▸ **DATA LINES**
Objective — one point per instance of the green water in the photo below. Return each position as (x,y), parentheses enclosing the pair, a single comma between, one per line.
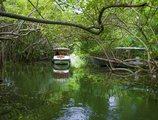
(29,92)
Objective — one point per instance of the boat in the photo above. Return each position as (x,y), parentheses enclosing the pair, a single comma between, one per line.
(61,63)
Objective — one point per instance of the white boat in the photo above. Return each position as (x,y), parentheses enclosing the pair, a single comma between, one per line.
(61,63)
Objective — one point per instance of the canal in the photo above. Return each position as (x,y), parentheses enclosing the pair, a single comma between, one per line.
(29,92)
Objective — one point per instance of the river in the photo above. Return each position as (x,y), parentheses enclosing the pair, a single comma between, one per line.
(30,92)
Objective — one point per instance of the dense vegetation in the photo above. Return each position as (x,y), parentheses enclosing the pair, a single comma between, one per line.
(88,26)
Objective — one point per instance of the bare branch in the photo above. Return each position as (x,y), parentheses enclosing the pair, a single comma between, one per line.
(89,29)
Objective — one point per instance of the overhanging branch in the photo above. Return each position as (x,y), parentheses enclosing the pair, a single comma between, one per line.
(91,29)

==

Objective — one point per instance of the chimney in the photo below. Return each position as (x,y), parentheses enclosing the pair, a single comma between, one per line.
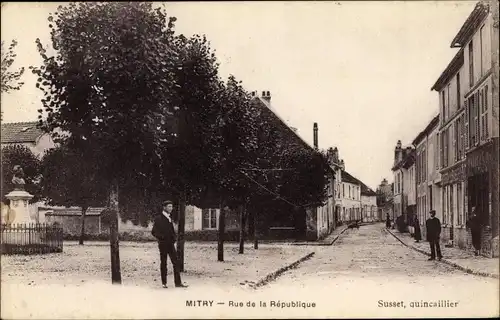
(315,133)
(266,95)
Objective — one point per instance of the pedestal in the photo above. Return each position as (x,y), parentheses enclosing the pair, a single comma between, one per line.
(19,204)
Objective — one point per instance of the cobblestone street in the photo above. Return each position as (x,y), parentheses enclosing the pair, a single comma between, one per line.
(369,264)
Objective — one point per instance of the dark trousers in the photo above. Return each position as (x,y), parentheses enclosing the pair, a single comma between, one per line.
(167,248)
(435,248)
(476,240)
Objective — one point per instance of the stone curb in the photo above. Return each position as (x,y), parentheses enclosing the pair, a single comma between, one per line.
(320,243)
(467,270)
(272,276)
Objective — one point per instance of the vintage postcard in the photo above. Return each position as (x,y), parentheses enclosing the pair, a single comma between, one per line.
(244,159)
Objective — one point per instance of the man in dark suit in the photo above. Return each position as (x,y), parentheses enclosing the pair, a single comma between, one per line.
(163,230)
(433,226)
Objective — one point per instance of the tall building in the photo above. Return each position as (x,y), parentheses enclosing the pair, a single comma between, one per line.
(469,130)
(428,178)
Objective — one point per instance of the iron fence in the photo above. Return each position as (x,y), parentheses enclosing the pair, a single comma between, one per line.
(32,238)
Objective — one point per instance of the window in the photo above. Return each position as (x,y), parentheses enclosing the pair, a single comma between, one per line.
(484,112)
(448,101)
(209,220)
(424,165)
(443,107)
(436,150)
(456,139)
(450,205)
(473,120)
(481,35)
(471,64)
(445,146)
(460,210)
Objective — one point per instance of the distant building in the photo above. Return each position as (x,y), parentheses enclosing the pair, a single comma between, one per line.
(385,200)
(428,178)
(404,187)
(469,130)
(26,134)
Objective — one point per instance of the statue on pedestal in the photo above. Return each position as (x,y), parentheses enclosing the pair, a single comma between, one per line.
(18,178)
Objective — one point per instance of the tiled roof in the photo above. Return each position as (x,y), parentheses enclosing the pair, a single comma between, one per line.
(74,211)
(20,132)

▸ **WORK TO COMPLETE**
Pull out every line of the listing that contains the word "street". Case counts.

▸ **THE RESULT**
Objective — one point per instance of the cobblestone street in the photo above. Return each position as (x,y), parentheses enclosing the pair, a single comma between, one per line.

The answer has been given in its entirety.